- **GIVEN EXERCISE**
In full and without alteration, repeat the material.

::::

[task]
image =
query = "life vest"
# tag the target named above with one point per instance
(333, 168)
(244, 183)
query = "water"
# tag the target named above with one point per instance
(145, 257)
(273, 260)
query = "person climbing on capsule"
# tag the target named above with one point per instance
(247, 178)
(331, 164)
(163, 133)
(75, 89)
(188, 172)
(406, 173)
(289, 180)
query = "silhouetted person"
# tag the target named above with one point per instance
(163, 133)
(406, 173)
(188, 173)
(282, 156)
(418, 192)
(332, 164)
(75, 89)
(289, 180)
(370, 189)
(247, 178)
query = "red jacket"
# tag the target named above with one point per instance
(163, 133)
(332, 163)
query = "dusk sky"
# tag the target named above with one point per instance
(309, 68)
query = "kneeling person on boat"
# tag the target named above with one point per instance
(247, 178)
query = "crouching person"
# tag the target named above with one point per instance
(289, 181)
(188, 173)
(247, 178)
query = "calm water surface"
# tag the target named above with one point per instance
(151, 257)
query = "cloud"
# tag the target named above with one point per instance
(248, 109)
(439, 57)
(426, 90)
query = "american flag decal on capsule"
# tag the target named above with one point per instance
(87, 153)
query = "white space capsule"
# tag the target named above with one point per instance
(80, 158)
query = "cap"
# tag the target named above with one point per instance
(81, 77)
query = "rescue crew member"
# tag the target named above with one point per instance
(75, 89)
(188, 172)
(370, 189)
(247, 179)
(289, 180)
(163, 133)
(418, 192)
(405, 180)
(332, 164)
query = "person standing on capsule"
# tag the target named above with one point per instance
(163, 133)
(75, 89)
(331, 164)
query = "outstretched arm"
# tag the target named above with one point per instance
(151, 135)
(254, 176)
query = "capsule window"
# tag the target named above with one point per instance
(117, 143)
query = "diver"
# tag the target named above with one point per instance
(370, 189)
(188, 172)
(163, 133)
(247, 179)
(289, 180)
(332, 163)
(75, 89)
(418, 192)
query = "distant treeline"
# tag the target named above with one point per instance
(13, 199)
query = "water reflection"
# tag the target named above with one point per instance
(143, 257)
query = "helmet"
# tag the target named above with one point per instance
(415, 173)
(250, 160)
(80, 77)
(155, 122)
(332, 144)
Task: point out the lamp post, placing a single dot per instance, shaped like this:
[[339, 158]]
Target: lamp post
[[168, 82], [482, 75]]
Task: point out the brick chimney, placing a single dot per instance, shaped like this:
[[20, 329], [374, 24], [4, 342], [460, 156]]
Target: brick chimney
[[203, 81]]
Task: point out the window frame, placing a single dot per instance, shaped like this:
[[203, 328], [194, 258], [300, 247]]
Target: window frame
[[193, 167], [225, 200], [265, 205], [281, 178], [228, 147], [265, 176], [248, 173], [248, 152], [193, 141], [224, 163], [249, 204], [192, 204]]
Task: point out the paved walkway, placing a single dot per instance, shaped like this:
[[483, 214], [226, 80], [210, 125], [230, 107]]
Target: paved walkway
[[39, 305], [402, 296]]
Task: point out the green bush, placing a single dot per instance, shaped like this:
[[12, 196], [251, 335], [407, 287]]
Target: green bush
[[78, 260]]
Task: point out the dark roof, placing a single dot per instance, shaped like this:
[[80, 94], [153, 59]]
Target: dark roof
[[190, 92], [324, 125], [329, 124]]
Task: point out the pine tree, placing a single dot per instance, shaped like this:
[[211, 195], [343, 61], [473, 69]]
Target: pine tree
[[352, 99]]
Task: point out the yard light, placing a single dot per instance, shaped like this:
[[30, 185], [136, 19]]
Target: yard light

::::

- **WRITTEN ANSWER**
[task]
image =
query = "life vest"
# tag the target named above with one point per instance
(333, 168)
(244, 183)
query = "water"
# tag the target named above with one point per instance
(145, 257)
(273, 260)
query = "person climbing on capsule"
# tag the target named above with one point per instance
(247, 178)
(331, 164)
(163, 133)
(75, 89)
(188, 172)
(406, 173)
(289, 180)
query = "silhouetted person"
# tag the target named above with one point per instance
(163, 133)
(406, 173)
(188, 173)
(282, 156)
(418, 192)
(332, 164)
(75, 89)
(289, 180)
(370, 189)
(247, 178)
query = "red jacket"
# tag the target named above with one point per instance
(163, 133)
(332, 163)
query = "dusk sky"
# tag the target named above with one point per instance
(309, 68)
query = "kneeling person on boat"
# tag the target named above with one point per instance
(247, 178)
query = "crouching person"
# tag the target named above with one point per instance
(289, 181)
(188, 173)
(247, 178)
query = "calm water surface"
# tag the target named above with one point per instance
(151, 257)
query = "cloud"
# tag the target named above with one point per instance
(248, 109)
(439, 57)
(426, 90)
query = "american flag decal on capsule"
# tag the target named above with one point per instance
(87, 153)
query = "white space capsule"
# tag the target named above with one point per instance
(80, 158)
query = "cap"
# tag the target named above with one point per instance
(81, 77)
query = "rescue crew member"
# tag the target named above with one point per instance
(75, 89)
(188, 172)
(370, 189)
(247, 179)
(289, 180)
(163, 133)
(418, 192)
(405, 180)
(332, 164)
query = "person standing on capsule"
# tag the target named above with one point per instance
(163, 133)
(75, 89)
(331, 164)
query = "outstretched arm"
# tag the target named above with one point per instance
(151, 135)
(254, 176)
query = "capsule window"
# tag the target named above with one point per instance
(117, 143)
query = "diver"
# tag the target named above with one point per instance
(370, 189)
(188, 172)
(163, 133)
(247, 179)
(289, 180)
(332, 163)
(75, 89)
(418, 192)
query = "distant treeline"
# tag the target named above with one point per instance
(13, 199)
query = "water reflection"
# tag the target named above with one point per instance
(143, 257)
query = "helmet"
# tag the target named above with one point per instance
(415, 173)
(250, 160)
(80, 77)
(155, 122)
(332, 144)
Task: point out the lamp post, placing a single dot per instance, shaped like this:
[[339, 158]]
Target: lamp post
[[168, 82], [482, 75]]
Task: point out the brick chimney, placing a single dot per instance, shaped like this:
[[20, 329], [374, 24], [4, 342], [460, 156]]
Target: brick chimney
[[203, 81]]
Task: point out the window frame, placing a single dot per instance, shaped like this:
[[203, 328], [194, 258], [300, 247]]
Target: window frame
[[193, 167], [225, 200], [265, 205], [281, 178], [228, 147], [265, 176], [248, 173], [248, 152], [193, 141], [224, 163], [249, 204], [192, 204]]
Task: point out the paved walkway, placing a single dot per instance, shaped like this:
[[483, 214], [226, 80], [210, 125], [230, 107]]
Target: paved walkway
[[39, 305], [402, 296]]
Task: point out the green bush, placing a single dot per instance, shaped like this:
[[12, 196], [251, 335], [407, 287]]
Target: green bush
[[78, 260]]
Task: point out the dark roof, placing a single dot per instance, shaped like this:
[[80, 94], [153, 59]]
Target: dark roof
[[190, 92], [324, 125], [329, 124]]
Task: point out the pine tree, placing a single dot per instance, shaped like this:
[[211, 195], [343, 61], [473, 69]]
Target: pine tree
[[352, 99]]
Task: point out the yard light, placing a single dot per instance, shaped like this:
[[30, 185], [136, 19]]
Target: yard light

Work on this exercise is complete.